* _WORK TO COMPLETE_
While copying the entries exactly, leave out each picture they contain.

* _RECORDED INFORMATION_

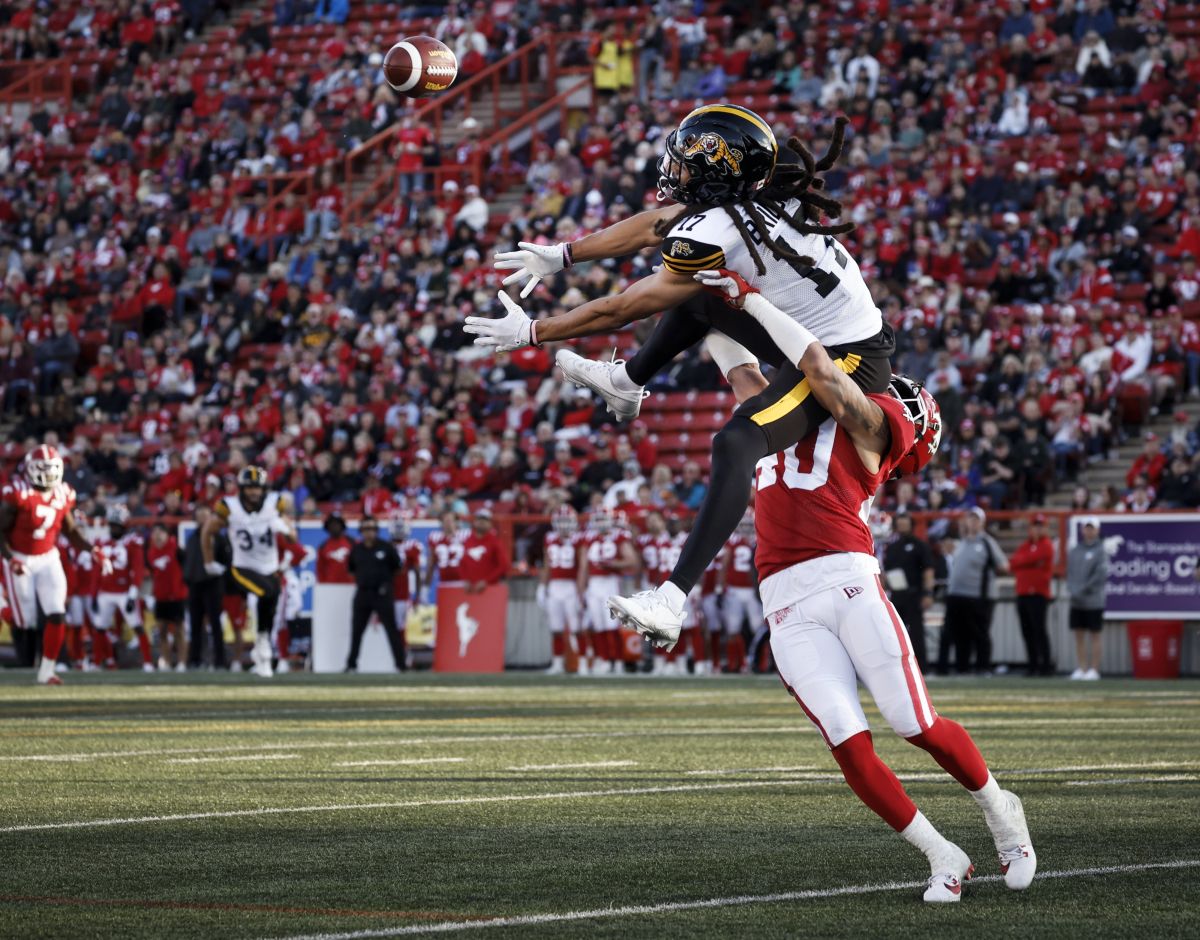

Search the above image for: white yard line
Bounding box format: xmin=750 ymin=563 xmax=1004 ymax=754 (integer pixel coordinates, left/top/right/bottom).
xmin=267 ymin=859 xmax=1200 ymax=940
xmin=1064 ymin=775 xmax=1200 ymax=787
xmin=506 ymin=761 xmax=637 ymax=771
xmin=686 ymin=766 xmax=819 ymax=775
xmin=163 ymin=754 xmax=301 ymax=765
xmin=333 ymin=759 xmax=469 ymax=768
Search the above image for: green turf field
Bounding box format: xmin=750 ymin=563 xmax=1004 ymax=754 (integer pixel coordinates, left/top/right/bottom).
xmin=0 ymin=673 xmax=1197 ymax=939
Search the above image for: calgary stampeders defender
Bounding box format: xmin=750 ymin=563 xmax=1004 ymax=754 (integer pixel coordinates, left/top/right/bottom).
xmin=577 ymin=507 xmax=638 ymax=675
xmin=700 ymin=545 xmax=725 ymax=672
xmin=721 ymin=512 xmax=763 ymax=674
xmin=146 ymin=522 xmax=188 ymax=672
xmin=391 ymin=516 xmax=424 ymax=645
xmin=61 ymin=520 xmax=97 ymax=669
xmin=538 ymin=506 xmax=583 ymax=675
xmin=92 ymin=503 xmax=153 ymax=672
xmin=672 ymin=269 xmax=1036 ymax=904
xmin=0 ymin=446 xmax=92 ymax=685
xmin=426 ymin=508 xmax=467 ymax=591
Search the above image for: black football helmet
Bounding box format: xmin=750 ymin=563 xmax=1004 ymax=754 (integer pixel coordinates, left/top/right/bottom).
xmin=237 ymin=465 xmax=268 ymax=511
xmin=658 ymin=104 xmax=778 ymax=206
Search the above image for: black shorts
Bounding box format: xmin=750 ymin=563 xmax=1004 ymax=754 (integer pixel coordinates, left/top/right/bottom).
xmin=154 ymin=600 xmax=186 ymax=623
xmin=731 ymin=324 xmax=896 ymax=452
xmin=1069 ymin=608 xmax=1104 ymax=632
xmin=227 ymin=567 xmax=282 ymax=600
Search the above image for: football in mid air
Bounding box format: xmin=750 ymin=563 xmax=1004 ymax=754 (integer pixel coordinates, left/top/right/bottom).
xmin=383 ymin=36 xmax=458 ymax=98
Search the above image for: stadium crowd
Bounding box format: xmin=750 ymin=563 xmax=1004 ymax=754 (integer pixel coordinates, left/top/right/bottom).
xmin=3 ymin=0 xmax=1200 ymax=561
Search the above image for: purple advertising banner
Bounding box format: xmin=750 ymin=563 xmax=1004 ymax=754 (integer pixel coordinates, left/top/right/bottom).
xmin=1070 ymin=514 xmax=1200 ymax=620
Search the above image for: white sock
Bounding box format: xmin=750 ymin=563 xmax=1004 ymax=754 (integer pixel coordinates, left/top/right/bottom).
xmin=657 ymin=580 xmax=687 ymax=613
xmin=610 ymin=363 xmax=642 ymax=392
xmin=36 ymin=656 xmax=55 ymax=682
xmin=969 ymin=773 xmax=1006 ymax=820
xmin=901 ymin=811 xmax=954 ymax=867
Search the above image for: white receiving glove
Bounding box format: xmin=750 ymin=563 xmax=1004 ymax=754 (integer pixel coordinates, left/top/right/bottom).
xmin=493 ymin=241 xmax=571 ymax=298
xmin=205 ymin=561 xmax=226 ymax=577
xmin=535 ymin=583 xmax=548 ymax=607
xmin=463 ymin=292 xmax=535 ymax=351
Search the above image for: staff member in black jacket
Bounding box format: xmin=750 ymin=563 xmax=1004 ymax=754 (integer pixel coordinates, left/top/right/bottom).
xmin=346 ymin=517 xmax=407 ymax=672
xmin=882 ymin=513 xmax=935 ymax=671
xmin=183 ymin=505 xmax=229 ymax=669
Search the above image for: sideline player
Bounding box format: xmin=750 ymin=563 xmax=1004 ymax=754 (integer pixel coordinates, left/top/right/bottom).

* _SOLUTION TO THIS EXERCISE_
Search the above image for: white yard line
Bounding box format: xmin=750 ymin=563 xmax=1004 ymax=754 (integer pixel coordinates, left/top/right/bottom).
xmin=267 ymin=859 xmax=1200 ymax=940
xmin=1064 ymin=775 xmax=1200 ymax=787
xmin=506 ymin=761 xmax=637 ymax=771
xmin=686 ymin=766 xmax=819 ymax=775
xmin=163 ymin=754 xmax=301 ymax=765
xmin=333 ymin=759 xmax=469 ymax=768
Search the above image for: green turf field
Bounding box format: xmin=750 ymin=563 xmax=1004 ymax=754 (integer pixel coordinates, left/top/right/bottom).
xmin=0 ymin=673 xmax=1197 ymax=939
Search the above image for: calgary stampeders defender
Bounding box format: xmin=750 ymin=563 xmax=1004 ymax=754 (integer pixel coordinates, left/top/right/bottom).
xmin=577 ymin=507 xmax=638 ymax=675
xmin=700 ymin=545 xmax=725 ymax=672
xmin=721 ymin=512 xmax=763 ymax=674
xmin=146 ymin=522 xmax=188 ymax=672
xmin=391 ymin=516 xmax=424 ymax=645
xmin=61 ymin=520 xmax=97 ymax=669
xmin=538 ymin=506 xmax=583 ymax=675
xmin=92 ymin=503 xmax=153 ymax=672
xmin=672 ymin=269 xmax=1036 ymax=904
xmin=0 ymin=446 xmax=92 ymax=685
xmin=426 ymin=508 xmax=467 ymax=591
Search the above image for: black football helmet
Bounding box format: xmin=750 ymin=563 xmax=1004 ymax=754 (integer pixel coordinates, left/top/right/bottom).
xmin=237 ymin=465 xmax=268 ymax=511
xmin=658 ymin=104 xmax=778 ymax=206
Search the above image for: black shorts
Bounding box format: xmin=750 ymin=563 xmax=1004 ymax=754 (integer pixel coordinates, left/top/right/bottom).
xmin=154 ymin=600 xmax=186 ymax=623
xmin=731 ymin=324 xmax=896 ymax=452
xmin=1069 ymin=608 xmax=1104 ymax=632
xmin=227 ymin=567 xmax=282 ymax=600
Search the above image for: football in mid air
Bounding box format: xmin=750 ymin=563 xmax=1004 ymax=754 (integer pixel coordinates, left/top/right/bottom).
xmin=383 ymin=36 xmax=458 ymax=98
Search the above image for: stadium crowd
Bounding box format: xmin=750 ymin=563 xmax=1004 ymax=754 (integer pixel coordinates, left/top/right/bottom).
xmin=3 ymin=0 xmax=1200 ymax=561
Search the above image for: purple advertising banner
Bounding box format: xmin=750 ymin=563 xmax=1004 ymax=754 (integer pixel coordinates, left/top/right/bottom).
xmin=1070 ymin=514 xmax=1200 ymax=620
Search the above image for: white sock
Bounding box format: xmin=750 ymin=563 xmax=1004 ymax=754 (integer pixel coordinates, left/top/right/bottom).
xmin=657 ymin=580 xmax=687 ymax=613
xmin=610 ymin=363 xmax=642 ymax=392
xmin=36 ymin=656 xmax=55 ymax=682
xmin=969 ymin=773 xmax=1006 ymax=820
xmin=901 ymin=811 xmax=954 ymax=867
Search the above image for: white receiving glove
Bounding box format: xmin=750 ymin=563 xmax=1004 ymax=754 (integer pixel coordinates, left/top/right/bottom).
xmin=493 ymin=241 xmax=571 ymax=298
xmin=205 ymin=561 xmax=226 ymax=577
xmin=535 ymin=583 xmax=548 ymax=607
xmin=463 ymin=292 xmax=535 ymax=351
Search the above image for: staff member in black jacket
Bounding box format: xmin=750 ymin=563 xmax=1004 ymax=754 (integer pixel coordinates, left/top/right/bottom).
xmin=346 ymin=517 xmax=407 ymax=672
xmin=882 ymin=513 xmax=935 ymax=671
xmin=183 ymin=505 xmax=229 ymax=669
Search the above image for: sideline player
Bounding box format: xmin=750 ymin=563 xmax=1004 ymax=754 (integer pixel coordinates, left/top/right/bottom).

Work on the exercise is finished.